Available data:
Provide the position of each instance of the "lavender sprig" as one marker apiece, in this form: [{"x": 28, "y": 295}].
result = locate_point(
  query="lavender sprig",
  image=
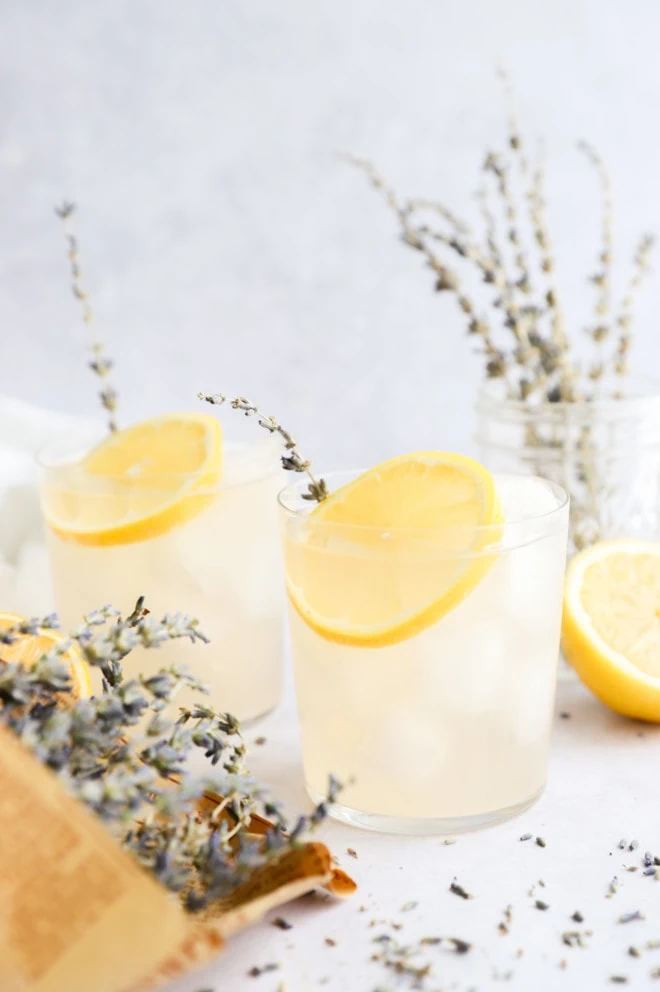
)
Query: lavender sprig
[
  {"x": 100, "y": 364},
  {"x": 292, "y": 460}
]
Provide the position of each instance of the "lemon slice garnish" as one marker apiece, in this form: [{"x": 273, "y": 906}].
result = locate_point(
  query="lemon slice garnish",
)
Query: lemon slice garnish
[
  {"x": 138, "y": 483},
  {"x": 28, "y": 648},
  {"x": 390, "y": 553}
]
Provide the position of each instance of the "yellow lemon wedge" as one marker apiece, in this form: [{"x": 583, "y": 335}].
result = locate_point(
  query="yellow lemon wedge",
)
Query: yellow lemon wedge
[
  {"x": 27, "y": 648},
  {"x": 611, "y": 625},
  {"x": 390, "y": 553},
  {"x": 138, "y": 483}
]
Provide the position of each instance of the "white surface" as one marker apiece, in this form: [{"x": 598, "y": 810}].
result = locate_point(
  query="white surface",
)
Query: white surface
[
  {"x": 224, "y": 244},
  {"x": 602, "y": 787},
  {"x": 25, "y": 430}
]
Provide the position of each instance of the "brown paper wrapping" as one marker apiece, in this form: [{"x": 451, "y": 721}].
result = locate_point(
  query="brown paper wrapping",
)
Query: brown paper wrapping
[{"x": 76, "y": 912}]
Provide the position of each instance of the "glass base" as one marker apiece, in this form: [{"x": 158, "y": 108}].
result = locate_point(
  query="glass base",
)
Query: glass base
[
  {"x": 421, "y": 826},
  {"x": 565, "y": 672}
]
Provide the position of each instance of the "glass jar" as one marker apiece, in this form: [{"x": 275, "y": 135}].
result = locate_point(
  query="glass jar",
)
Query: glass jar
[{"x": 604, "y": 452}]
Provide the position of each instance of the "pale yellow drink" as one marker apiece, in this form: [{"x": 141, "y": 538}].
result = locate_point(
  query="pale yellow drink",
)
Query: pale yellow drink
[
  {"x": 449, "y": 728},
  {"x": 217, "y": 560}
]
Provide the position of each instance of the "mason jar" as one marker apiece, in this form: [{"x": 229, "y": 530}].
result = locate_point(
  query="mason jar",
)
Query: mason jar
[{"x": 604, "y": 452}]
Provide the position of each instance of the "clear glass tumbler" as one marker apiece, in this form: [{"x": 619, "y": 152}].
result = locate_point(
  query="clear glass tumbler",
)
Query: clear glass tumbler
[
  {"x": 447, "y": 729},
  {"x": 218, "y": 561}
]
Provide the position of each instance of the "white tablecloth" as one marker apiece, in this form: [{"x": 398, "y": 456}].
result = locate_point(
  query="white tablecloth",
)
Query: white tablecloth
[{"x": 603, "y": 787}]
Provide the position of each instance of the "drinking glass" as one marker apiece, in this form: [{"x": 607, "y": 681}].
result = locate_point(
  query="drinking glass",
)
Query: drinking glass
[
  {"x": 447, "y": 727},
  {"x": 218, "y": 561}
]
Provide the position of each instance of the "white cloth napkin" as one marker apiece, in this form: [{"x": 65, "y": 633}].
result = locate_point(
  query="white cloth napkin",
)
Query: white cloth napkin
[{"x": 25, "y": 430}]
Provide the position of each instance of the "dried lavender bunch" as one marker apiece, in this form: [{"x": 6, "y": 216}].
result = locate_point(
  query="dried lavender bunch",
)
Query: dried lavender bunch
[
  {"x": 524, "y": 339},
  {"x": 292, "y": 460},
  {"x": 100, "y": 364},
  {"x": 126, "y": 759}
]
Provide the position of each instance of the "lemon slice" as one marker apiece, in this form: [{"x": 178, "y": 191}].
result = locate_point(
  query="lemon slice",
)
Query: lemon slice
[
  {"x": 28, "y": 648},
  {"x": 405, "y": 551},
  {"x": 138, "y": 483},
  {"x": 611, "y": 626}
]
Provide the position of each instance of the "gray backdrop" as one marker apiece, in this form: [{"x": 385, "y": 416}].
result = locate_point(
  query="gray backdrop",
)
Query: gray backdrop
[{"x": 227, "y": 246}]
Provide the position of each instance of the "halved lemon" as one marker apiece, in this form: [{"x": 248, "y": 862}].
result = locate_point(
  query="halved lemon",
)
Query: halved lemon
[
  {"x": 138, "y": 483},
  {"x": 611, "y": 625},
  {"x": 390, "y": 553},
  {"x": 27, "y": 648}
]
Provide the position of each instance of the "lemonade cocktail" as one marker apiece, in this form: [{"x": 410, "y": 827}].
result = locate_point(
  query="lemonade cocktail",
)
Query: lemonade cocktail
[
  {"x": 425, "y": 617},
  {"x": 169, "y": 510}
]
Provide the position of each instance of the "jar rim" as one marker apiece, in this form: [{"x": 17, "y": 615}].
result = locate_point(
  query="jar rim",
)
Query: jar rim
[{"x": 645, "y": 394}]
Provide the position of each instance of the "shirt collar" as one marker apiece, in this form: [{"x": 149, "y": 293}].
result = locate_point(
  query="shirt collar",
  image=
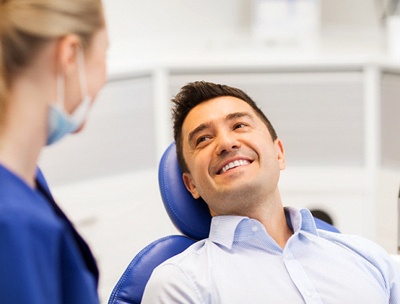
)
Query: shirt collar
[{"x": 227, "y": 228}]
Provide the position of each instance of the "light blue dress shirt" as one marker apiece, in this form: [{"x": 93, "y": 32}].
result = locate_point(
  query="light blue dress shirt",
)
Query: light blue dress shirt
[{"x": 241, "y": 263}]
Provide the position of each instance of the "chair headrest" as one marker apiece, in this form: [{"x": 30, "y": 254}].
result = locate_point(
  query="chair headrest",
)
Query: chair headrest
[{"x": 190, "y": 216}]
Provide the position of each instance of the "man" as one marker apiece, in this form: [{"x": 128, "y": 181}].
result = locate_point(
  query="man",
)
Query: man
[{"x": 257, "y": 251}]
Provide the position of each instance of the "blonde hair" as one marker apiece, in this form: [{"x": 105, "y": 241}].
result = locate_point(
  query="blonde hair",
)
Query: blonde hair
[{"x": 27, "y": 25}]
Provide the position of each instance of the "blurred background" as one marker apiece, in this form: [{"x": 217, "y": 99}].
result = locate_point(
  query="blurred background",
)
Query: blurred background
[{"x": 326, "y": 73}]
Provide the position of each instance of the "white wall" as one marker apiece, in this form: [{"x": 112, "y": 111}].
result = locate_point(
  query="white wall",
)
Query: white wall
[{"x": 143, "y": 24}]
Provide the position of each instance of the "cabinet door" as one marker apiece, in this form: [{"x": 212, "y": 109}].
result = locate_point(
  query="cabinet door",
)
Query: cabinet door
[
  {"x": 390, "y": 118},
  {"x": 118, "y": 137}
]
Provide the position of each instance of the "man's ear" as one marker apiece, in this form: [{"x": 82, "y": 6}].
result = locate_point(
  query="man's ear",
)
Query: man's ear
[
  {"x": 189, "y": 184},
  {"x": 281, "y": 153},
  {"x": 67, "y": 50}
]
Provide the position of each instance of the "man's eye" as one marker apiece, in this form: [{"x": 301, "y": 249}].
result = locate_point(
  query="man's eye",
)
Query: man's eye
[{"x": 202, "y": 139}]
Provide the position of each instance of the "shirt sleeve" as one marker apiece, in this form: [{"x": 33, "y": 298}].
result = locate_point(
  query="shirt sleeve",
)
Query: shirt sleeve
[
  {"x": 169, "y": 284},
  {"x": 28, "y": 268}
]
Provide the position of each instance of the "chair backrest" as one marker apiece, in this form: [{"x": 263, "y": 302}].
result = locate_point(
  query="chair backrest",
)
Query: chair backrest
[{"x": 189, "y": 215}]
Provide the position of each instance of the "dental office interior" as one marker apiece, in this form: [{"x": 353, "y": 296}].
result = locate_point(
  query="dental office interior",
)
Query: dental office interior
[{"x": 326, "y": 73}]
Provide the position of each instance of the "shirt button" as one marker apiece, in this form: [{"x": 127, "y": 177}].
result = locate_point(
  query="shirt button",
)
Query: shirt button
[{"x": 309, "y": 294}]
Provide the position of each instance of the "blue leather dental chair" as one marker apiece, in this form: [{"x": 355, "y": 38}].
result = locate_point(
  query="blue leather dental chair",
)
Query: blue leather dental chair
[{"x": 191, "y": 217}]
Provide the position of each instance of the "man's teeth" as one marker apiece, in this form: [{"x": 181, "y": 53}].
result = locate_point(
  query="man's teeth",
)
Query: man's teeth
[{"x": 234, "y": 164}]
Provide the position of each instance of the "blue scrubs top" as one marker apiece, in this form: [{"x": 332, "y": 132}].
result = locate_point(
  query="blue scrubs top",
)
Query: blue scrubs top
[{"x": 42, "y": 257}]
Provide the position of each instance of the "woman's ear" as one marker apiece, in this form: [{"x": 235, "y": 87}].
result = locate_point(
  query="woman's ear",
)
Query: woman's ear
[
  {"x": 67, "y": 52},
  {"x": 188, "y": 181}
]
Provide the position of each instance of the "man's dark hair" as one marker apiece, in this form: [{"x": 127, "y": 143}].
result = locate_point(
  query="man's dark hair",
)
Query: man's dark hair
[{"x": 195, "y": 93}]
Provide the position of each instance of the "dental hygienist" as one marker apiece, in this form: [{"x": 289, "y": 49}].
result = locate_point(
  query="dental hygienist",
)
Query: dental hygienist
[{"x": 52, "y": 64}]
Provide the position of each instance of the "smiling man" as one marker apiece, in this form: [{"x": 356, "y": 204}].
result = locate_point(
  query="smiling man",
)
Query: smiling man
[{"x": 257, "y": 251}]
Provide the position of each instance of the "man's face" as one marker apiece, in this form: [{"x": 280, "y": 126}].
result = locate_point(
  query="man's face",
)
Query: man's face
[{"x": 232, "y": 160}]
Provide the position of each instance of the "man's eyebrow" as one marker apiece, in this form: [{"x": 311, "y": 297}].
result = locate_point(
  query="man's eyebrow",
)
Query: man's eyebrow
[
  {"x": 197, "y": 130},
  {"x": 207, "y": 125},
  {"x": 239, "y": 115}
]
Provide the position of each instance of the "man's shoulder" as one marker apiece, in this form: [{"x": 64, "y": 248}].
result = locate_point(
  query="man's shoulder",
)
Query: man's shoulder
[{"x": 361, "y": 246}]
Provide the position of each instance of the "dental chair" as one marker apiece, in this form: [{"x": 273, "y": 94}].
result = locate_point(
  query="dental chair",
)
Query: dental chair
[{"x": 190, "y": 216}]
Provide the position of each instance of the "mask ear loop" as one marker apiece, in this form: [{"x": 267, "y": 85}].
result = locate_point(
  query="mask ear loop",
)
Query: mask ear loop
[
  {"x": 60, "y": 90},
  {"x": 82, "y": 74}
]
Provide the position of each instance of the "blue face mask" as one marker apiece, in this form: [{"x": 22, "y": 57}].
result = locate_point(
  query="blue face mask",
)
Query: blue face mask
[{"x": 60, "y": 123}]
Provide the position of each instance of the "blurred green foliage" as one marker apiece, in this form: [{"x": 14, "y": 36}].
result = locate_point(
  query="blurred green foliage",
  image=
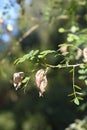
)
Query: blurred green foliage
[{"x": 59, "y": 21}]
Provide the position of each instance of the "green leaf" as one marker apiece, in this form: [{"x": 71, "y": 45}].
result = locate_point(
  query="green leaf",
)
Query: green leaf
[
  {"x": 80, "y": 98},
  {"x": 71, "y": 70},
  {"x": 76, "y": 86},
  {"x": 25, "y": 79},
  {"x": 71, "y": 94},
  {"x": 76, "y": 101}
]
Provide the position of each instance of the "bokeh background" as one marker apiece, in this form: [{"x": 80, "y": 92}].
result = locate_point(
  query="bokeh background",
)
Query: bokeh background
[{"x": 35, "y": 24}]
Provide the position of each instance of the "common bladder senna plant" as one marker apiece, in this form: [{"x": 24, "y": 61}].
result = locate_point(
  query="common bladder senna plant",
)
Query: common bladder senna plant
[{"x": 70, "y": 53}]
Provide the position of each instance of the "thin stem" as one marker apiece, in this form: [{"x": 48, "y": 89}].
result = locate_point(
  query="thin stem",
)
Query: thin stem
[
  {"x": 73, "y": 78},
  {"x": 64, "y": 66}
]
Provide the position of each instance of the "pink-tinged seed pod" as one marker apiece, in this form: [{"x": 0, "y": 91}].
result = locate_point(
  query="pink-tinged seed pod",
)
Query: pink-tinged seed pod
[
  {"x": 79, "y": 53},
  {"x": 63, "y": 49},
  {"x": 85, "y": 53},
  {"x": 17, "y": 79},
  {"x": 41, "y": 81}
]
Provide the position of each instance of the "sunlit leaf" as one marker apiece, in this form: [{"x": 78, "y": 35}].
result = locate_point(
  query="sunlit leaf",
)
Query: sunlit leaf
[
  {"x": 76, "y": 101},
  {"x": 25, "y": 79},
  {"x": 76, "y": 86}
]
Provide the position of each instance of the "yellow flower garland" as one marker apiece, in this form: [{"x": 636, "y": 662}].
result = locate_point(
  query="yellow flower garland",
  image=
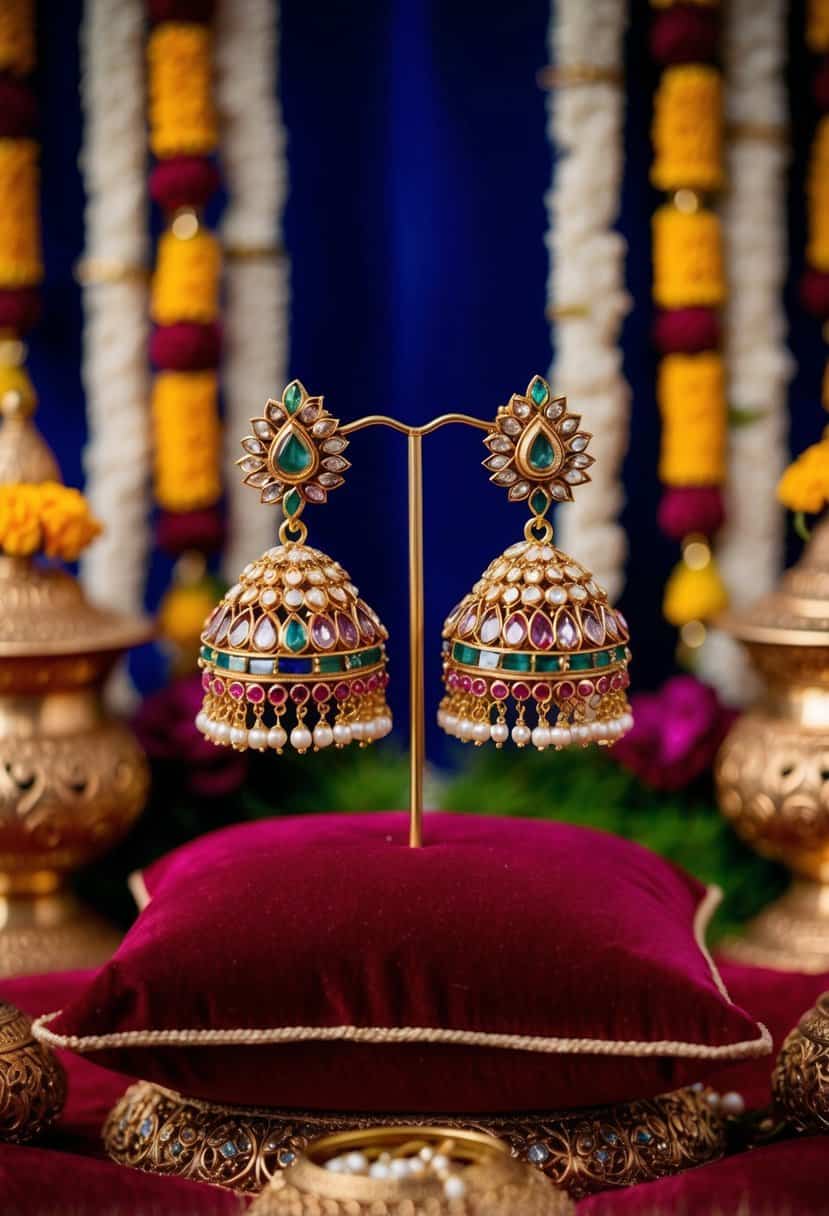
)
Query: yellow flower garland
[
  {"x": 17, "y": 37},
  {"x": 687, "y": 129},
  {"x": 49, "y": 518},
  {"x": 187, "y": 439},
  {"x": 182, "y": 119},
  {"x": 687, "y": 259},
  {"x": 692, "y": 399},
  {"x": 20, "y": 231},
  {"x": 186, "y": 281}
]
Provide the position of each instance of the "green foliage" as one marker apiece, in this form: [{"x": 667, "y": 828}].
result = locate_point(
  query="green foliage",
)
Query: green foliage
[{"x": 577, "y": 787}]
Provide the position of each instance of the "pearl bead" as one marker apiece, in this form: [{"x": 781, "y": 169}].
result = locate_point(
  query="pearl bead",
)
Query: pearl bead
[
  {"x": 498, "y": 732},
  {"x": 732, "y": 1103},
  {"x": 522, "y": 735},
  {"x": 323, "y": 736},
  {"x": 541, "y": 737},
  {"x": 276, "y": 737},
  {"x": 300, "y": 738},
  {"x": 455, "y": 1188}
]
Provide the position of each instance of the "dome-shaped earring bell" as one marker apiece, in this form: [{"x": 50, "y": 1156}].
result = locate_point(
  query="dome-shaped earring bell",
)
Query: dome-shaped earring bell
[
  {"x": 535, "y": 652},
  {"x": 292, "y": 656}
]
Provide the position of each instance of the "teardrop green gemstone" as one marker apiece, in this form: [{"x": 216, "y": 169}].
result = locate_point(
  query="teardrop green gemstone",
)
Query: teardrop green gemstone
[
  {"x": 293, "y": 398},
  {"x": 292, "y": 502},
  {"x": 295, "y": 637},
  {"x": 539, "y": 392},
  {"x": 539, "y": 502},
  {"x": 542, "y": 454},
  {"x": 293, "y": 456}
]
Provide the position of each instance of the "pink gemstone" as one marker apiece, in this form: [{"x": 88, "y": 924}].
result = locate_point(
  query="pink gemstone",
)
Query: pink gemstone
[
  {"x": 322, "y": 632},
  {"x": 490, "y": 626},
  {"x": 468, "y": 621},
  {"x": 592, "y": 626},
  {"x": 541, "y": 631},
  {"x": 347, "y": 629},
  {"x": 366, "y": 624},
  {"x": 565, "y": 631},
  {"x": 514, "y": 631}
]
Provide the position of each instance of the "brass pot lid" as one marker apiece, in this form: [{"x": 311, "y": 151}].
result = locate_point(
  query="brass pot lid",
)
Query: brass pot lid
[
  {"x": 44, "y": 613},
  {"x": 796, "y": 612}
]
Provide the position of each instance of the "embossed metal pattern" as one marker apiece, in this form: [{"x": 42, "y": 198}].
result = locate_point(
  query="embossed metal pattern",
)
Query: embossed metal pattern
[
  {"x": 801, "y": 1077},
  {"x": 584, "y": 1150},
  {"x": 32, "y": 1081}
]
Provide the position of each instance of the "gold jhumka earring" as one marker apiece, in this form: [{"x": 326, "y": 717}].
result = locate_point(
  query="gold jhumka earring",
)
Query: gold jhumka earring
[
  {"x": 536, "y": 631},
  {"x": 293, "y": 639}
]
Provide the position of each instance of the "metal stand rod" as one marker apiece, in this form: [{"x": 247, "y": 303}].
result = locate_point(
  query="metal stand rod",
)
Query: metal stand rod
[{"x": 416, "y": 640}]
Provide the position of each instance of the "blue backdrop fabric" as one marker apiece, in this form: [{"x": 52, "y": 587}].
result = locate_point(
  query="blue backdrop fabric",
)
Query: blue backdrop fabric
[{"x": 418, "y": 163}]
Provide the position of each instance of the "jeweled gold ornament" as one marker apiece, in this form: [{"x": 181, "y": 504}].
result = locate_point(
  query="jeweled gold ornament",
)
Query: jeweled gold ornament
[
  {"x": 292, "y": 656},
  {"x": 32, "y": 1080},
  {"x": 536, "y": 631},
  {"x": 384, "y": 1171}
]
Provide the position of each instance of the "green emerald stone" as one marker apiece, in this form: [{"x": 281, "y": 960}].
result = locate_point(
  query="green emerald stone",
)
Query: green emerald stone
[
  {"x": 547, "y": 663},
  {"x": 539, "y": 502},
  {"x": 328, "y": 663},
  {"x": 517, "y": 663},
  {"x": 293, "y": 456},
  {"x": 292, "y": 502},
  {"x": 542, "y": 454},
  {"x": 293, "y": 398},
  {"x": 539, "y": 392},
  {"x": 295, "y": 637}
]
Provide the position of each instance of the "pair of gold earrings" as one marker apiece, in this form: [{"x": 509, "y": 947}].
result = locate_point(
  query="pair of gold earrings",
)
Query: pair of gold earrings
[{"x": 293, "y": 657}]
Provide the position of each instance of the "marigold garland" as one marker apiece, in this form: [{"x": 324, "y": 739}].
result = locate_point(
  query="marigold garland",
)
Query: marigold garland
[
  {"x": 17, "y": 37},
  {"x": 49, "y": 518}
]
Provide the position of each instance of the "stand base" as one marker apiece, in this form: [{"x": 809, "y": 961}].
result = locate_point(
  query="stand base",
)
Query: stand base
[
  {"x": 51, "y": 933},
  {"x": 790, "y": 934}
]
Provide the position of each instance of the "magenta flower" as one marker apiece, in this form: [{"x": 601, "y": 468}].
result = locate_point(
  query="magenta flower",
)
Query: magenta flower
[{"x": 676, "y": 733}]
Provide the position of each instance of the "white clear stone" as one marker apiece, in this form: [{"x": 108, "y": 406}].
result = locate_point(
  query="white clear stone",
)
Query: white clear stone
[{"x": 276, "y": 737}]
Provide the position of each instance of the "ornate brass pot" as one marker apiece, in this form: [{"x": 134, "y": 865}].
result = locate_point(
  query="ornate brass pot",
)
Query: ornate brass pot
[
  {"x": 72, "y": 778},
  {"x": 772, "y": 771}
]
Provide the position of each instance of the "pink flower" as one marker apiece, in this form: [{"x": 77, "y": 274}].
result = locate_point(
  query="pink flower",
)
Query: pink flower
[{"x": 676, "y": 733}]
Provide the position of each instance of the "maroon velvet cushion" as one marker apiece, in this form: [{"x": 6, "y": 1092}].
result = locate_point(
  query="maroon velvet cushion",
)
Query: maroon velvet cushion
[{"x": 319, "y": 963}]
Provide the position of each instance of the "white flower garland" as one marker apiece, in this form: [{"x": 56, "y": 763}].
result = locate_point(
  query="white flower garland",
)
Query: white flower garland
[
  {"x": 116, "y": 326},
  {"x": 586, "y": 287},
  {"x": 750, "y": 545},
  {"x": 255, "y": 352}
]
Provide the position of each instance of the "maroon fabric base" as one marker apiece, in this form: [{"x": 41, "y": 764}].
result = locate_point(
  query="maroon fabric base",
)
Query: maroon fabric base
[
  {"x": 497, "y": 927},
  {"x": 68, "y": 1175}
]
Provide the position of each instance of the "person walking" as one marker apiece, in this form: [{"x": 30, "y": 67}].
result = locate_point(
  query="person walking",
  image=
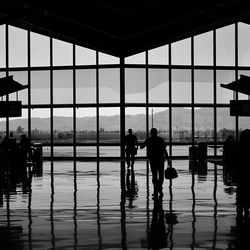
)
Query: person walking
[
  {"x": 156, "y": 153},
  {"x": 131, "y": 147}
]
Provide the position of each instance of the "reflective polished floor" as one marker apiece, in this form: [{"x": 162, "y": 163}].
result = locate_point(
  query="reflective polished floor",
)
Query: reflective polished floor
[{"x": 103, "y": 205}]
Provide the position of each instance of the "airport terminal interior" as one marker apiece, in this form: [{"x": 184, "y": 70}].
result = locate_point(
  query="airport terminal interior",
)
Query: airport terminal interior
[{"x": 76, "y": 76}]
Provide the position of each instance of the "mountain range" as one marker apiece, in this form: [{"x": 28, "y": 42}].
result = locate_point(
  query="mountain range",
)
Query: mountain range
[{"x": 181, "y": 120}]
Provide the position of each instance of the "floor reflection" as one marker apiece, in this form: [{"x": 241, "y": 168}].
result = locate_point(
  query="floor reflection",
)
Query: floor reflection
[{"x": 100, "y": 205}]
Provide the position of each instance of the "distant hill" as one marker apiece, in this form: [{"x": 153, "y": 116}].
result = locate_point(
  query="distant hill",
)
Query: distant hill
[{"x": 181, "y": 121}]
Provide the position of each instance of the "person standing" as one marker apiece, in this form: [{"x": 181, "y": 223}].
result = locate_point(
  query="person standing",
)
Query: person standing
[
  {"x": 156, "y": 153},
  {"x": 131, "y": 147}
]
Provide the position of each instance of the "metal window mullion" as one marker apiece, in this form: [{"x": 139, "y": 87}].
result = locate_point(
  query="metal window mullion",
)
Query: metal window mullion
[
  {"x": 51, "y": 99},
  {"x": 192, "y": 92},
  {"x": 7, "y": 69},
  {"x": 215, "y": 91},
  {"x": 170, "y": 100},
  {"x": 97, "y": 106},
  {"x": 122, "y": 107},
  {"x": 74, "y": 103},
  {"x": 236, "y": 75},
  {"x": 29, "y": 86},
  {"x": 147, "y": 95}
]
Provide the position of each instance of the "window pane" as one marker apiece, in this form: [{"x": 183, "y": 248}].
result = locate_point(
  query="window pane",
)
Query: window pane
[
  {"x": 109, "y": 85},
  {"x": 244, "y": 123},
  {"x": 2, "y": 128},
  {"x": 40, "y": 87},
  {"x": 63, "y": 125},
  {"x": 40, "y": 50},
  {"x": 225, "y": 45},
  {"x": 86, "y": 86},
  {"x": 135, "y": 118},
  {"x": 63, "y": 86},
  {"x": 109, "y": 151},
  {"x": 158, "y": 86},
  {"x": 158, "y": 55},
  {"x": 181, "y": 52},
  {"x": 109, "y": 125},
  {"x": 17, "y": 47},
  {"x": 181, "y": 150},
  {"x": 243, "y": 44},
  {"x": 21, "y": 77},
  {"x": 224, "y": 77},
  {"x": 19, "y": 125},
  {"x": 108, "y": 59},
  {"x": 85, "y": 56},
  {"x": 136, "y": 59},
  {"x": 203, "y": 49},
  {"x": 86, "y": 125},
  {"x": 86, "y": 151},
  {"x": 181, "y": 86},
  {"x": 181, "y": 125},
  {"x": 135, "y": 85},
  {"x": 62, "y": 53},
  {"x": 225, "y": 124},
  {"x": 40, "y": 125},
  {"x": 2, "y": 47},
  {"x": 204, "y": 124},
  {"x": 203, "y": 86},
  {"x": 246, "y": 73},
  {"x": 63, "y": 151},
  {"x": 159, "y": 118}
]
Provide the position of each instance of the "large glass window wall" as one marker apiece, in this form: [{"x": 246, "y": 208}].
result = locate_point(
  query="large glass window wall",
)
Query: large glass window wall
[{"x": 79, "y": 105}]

What to do: How many lines of the records contain the string "ornate"? Reply with the number alone.

Solution for this exercise: 3